-- start of Records for this exercise --

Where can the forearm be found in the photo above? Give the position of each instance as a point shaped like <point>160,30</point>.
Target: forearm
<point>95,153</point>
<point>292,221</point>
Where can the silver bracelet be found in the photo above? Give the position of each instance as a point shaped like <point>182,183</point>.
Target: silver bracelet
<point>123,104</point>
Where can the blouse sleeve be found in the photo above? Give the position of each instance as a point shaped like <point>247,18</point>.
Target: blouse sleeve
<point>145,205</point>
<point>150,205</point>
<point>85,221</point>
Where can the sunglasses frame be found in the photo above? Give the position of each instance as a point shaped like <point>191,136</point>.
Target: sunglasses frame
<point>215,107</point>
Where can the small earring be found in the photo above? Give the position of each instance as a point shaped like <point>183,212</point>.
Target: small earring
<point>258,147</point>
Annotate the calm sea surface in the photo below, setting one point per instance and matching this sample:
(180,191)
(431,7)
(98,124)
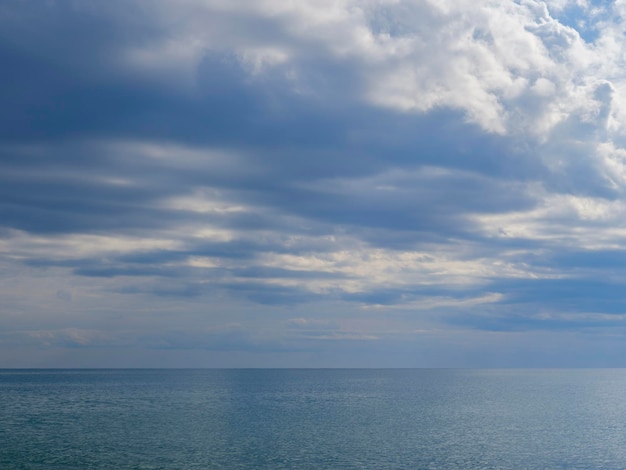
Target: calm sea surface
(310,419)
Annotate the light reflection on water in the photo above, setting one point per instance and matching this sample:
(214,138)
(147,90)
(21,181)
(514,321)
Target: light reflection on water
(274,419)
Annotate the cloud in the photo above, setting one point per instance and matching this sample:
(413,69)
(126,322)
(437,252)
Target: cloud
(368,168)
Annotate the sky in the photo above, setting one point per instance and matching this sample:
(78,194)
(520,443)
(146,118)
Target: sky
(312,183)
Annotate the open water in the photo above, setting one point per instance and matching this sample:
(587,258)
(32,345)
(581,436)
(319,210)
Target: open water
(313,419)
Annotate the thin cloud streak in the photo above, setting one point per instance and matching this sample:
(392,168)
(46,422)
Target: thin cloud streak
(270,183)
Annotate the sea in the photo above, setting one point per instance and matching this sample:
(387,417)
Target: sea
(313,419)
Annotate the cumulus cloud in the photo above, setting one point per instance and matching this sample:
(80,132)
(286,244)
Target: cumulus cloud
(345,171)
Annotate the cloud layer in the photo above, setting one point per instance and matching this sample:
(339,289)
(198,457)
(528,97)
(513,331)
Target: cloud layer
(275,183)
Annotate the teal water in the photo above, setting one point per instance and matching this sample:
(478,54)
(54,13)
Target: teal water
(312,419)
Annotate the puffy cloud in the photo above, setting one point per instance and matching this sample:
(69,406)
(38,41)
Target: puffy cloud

-- end of Records for this exercise --

# Task
Write the lines from the line containing "Where can the sunglasses" through the last line of the data out again exactly, and only those lines; pictures stay out.

# Response
Where can the sunglasses frame be found in the photo above? Give the position of each instance as a point shaped like <point>191,136</point>.
Target: sunglasses frame
<point>215,107</point>
Where can the small earring be found in the photo above? Give the position of each instance as a point shaped like <point>183,212</point>.
Target: small earring
<point>258,147</point>
Annotate the calm sea surface in the photo below, setting one point per instance and matching this sample:
(180,191)
(431,7)
(98,124)
Target: calm sea surface
(310,419)
Annotate the light reflection on water in the photo above, setting one point per instance and matching this sample:
(214,138)
(147,90)
(21,181)
(514,321)
Target: light reflection on water
(274,419)
Annotate the cloud in the photo above, setting one point per instance and matching this sample:
(413,69)
(126,322)
(437,252)
Target: cloud
(368,168)
Annotate the sky in the photo above, setting one point per instance and matching this sample:
(78,194)
(520,443)
(146,118)
Target: sky
(312,183)
Annotate the open water in the photo above, setting one point per instance and matching this sample:
(587,258)
(32,345)
(581,436)
(319,210)
Target: open water
(313,419)
Annotate the thin cloud streak in the photo above, setting one point per instance and matching this sample:
(392,168)
(46,422)
Target: thin cloud streak
(270,183)
Annotate the sea in the photo above, setting one point per instance and matching this sample:
(387,417)
Target: sea
(313,419)
Annotate the cumulus cloud in the photo above, setting one point per instance and matching this sample:
(80,132)
(286,244)
Target: cumulus cloud
(345,171)
Annotate the cloud layer in the photo above, setting one point per instance and matching this sample:
(339,289)
(198,457)
(528,97)
(513,331)
Target: cloud layer
(275,183)
Annotate the teal water in the photo above, setting one point per instance and matching this sample:
(478,54)
(54,13)
Target: teal water
(312,419)
Annotate the puffy cloud in the photo above, setting one point per instance and matching this sample:
(69,406)
(38,41)
Target: puffy cloud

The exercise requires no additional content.